● **Extrait du document**:
--------------------------------

Les données électorales avant l’élection du 2 mai 2011 et la chute du gouvernement
Rappelons tout d’abord quelques faits pour mieux concevoir ce qui a pu se passer lors de la soirée électorale canadienne du 2 mai dernier.
Au Québec, les électeurs votaient souvent pour le parti libéral, un parti fédéraliste pancanadien. Mais depuis vingt ans, suite à plusieurs échecs dans la rénovation de la constitution canadienne – non signée par le Québec –, les Québécois ont majoritairement fait confiance au Bloc québécois pour défendre leurs intérêts à Ottawa. Il s’agit ici d’un parti indépendantiste du Québec, situé sur le centre gauche de l’échiquier, opérant dans le cadre fédéral canadien. Or, les tensions classiques entre les libéraux et les bloquistes ont permis le retour de l’autre grand parti national, le Parti conservateur. Après la fusion des partis de droite canadiens, le Reform et l’Alliance Canadienne, le parti conservateur a pris le pouvoir et a manœuvré durant trois mandats consécutifs sans majorité parlementaire. Si la gauche était active depuis un demi siècle sous la bannière du NPD, le parti néodémocrate, elle ne perçait pas dans l’électorat. Elle a bien fait élire quelques députés dispersés, mais sans plus. Quant au Parti vert, il était vivant, tout en demeurant sans force réelle à Ottawa.
Lors de la session parlementaire de l’hiver dernier, le parti conservateur, surtout représenté dans l’ouest du pays, s’est retrouvé en élection à la suite d’une motion de défiance proposée par les libéraux. Cette motion reposait elle-même sur une motion de censure motivée par un « outrage au parlement » reproché au gouvernement par les partis d’opposition. La motion de défiance déposée aux Communes a été appuyée par 156 voix, soit l'ensemble des députés d'opposition, contre 145 voix des conservateurs. Ce geste a mené à la chute du gouvernement conservateur et a conduit le dans une nouvelle campagne électorale dont l’enjeu était, cette fois, l’élection d’un gouvernement majoritaire. Après une quarantaine de jours de campagne, l’élection a eu lieu le 2 mai dernier.

--------------------------------

● **Enregistrements extraits**:
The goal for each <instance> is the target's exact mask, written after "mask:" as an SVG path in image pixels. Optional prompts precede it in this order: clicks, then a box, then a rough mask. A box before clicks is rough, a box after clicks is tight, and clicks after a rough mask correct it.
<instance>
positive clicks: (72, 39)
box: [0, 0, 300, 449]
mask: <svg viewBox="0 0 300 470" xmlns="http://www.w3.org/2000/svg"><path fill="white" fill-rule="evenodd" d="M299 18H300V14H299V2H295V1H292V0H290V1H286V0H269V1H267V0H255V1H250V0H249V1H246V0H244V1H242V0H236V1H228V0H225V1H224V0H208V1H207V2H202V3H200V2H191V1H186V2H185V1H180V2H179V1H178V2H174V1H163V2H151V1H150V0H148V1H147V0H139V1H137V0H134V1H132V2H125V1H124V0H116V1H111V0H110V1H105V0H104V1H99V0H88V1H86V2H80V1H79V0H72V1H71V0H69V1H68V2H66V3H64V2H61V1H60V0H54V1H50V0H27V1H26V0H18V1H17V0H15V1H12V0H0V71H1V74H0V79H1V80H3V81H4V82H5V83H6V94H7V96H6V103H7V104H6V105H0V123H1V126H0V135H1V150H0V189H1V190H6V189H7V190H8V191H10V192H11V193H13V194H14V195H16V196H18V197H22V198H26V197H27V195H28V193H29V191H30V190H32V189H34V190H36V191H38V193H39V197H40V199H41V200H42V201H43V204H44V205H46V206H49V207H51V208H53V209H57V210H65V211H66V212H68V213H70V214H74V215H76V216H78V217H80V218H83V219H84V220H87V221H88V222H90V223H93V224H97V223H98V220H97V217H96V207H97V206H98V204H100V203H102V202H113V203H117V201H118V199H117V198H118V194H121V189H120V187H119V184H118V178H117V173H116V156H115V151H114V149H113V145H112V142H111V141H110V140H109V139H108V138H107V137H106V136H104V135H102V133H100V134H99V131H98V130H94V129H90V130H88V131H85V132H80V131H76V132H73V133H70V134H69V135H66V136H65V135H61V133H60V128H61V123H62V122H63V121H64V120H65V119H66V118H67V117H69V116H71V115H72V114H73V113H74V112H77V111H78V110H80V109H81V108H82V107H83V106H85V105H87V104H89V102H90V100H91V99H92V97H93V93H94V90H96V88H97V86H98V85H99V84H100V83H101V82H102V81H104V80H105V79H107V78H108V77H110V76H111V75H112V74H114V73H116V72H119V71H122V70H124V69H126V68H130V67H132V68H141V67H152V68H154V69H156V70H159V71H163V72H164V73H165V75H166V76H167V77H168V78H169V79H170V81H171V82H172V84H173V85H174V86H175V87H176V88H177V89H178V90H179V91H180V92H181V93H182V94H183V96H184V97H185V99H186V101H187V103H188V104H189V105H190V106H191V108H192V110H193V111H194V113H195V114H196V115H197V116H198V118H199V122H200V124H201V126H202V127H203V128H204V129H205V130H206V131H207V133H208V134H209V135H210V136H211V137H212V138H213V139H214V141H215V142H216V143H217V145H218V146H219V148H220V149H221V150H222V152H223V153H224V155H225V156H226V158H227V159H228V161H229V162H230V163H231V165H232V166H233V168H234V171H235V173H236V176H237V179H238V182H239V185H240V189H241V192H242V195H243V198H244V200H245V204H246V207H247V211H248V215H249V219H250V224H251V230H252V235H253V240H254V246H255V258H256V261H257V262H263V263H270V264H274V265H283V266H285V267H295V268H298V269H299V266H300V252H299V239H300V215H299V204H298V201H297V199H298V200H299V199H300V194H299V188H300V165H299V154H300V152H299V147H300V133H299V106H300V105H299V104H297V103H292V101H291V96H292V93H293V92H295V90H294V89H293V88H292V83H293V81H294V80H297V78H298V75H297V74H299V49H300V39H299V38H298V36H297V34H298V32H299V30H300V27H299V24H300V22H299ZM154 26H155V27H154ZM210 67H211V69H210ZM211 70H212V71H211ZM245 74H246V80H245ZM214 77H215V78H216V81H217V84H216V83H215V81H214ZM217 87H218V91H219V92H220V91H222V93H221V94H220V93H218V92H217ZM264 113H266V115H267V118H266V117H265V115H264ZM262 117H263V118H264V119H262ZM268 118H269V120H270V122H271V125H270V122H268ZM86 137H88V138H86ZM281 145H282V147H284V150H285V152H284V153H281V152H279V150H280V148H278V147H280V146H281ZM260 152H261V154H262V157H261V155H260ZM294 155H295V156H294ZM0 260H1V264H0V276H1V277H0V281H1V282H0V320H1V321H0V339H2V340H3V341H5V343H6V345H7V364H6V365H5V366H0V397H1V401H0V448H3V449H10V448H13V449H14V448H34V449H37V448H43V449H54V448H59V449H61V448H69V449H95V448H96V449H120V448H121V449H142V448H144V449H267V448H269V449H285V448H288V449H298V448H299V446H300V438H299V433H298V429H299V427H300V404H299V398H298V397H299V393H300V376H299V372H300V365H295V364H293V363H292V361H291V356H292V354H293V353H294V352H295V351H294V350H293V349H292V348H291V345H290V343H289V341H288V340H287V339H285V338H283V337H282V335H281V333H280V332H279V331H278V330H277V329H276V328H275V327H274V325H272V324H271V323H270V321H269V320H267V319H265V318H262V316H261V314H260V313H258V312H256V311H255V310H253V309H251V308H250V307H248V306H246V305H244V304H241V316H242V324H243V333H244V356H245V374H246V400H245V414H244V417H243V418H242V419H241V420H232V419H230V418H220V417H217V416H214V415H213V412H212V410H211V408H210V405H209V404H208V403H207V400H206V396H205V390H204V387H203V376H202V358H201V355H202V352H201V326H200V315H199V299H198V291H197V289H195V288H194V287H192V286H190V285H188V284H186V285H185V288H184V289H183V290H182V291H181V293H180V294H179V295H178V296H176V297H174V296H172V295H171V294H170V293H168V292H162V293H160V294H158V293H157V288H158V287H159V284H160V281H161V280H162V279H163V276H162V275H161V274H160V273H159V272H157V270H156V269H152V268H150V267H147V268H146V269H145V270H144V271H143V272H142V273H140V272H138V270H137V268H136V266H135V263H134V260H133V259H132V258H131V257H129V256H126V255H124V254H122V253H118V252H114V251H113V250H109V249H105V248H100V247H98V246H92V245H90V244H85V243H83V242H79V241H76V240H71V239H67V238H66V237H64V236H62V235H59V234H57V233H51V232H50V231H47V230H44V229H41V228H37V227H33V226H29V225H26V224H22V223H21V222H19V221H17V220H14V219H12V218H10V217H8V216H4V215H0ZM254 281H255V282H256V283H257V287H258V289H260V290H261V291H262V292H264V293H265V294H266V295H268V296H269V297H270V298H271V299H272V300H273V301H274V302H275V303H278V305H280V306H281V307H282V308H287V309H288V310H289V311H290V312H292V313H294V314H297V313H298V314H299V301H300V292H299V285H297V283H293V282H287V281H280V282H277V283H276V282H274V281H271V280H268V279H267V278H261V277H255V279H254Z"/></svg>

--------------------------------

● **Consignes de travail**:
[1] D'après l'extrait sur l'élection du 2 mai 2011, indiquez par oui ou par non si chaque affirmation est exacte, en citant les mots décisifs du texte : (a) la motion de défiance a recueilli 156 voix ; (b) le Bloc québécois est un parti fédéraliste pancanadien ; (c) le parti conservateur a gouverné trois mandats consécutifs avec une majorité parlementaire.
[2] Dressez la liste complète des partis politiques nommés dans l'extrait sur l'élection du 2 mai 2011.
Les enregistrements sont tirés d'une source distincte de l'extrait.

● **Réponses dans l'ordre**:
[1]
(a) Oui : « a été appuyée par 156 voix, soit l'ensemble des députés d'opposition, contre 145 voix des conservateurs »
(b) Non : « Il s’agit ici d’un parti indépendantiste du Québec »
(c) Non : « a manœuvré durant trois mandats consécutifs sans majorité parlementaire »

[2]
- le parti libéral
- le Bloc québécois
- le Parti conservateur
- le Reform
- l'Alliance Canadienne
- le NPD, le parti néodémocrate
- le Parti vert